*** Opening Supplied passage ***
In undertaking this analysis, the Court must “draw all reasonable inferences in [the plaintiff’s] favor, assume all well-pleaded factual allegations to be true, and determine whether they plausibly give rise to an entitlement to relief.” Faber v. Metro Life Ins. Co., 648 F.3d 98, 104 (2d Cir. 2011) (internal quotation marks omitted). However, the Court is “not bound to accept conclusory allegations or legal conclusions masquerading as factual conclusions,” id., and “a formulaic recitation of the elements of a cause of action will not do.” Iqbal, 556 U.S. at

678 (quoting Twombly, 550 U.S. at 545). With respect to pro se litigants, it is well-established that “[p]ro se submissions are reviewed with special solicitude, and ‘must be construed liberally and interpreted to raise the strongest arguments that they suggest.’” Matheson v. Deutsche Bank Nat’l Tr.
*** Closing Supplied passage ***
*** Opening Dataset section ***
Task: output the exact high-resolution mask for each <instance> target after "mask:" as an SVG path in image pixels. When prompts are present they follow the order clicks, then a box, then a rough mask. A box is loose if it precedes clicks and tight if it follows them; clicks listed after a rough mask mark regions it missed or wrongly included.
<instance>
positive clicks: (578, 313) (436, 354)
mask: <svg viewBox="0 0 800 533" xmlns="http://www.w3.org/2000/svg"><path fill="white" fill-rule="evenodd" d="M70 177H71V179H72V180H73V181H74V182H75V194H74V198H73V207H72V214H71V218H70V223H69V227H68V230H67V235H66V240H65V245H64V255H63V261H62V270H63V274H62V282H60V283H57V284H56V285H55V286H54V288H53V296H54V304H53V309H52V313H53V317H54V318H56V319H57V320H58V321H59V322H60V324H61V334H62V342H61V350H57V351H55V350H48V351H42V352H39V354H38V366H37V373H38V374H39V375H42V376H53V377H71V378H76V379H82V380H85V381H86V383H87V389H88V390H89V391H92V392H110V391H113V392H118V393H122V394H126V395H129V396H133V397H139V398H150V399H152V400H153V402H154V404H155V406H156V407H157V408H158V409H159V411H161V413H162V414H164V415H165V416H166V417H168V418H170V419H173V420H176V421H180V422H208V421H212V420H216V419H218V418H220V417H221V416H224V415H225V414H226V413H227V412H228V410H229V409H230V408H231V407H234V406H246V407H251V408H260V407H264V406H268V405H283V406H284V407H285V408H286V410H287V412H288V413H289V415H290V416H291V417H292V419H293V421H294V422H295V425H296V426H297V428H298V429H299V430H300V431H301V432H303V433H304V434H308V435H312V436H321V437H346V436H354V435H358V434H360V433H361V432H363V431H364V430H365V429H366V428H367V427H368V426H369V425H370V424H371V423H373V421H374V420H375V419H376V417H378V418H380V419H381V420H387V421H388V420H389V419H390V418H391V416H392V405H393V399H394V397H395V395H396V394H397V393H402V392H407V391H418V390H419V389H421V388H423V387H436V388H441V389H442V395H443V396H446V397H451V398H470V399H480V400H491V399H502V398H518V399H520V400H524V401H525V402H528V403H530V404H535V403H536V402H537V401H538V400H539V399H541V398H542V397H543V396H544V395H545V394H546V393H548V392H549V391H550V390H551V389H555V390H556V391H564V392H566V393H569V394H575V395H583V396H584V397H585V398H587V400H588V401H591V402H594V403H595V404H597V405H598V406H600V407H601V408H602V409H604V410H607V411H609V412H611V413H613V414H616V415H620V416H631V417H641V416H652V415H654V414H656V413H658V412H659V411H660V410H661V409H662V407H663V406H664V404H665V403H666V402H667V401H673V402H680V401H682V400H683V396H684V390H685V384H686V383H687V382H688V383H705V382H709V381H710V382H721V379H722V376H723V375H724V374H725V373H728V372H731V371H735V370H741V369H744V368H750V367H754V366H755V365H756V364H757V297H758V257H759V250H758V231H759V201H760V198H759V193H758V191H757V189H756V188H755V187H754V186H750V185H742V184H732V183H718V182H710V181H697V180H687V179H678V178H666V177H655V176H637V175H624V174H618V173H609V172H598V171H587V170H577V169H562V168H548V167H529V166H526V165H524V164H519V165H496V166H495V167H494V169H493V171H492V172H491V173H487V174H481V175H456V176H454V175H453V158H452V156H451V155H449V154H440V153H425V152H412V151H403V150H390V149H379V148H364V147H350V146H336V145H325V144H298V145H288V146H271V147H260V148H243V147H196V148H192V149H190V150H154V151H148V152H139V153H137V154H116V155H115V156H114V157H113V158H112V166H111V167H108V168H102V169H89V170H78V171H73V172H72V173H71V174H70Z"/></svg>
*** Closing Dataset section ***
Your assignment
In the pleading-standard passage, reproduce the text between "In undertaking this" and "Bank Nat’l Tr.", inclusive, substituting "Tribunal" for "Court".

Expected answer
In undertaking this analysis, the Tribunal must “draw all reasonable inferences in [the plaintiff’s] favor, assume all well-pleaded factual allegations to be true, and determine whether they plausibly give rise to an entitlement to relief.” Faber v. Metro Life Ins. Co., 648 F.3d 98, 104 (2d Cir. 2011) (internal quotation marks omitted). However, the Tribunal is “not bound to accept conclusory allegations or legal conclusions masquerading as factual conclusions,” id., and “a formulaic recitation of the elements of a cause of action will not do.” Iqbal, 556 U.S. at

678 (quoting Twombly, 550 U.S. at 545). With respect to pro se litigants, it is well-established that “[p]ro se submissions are reviewed with special solicitude, and ‘must be construed liberally and interpreted to raise the strongest arguments that they suggest.’” Matheson v. Deutsche Bank Nat’l Tr.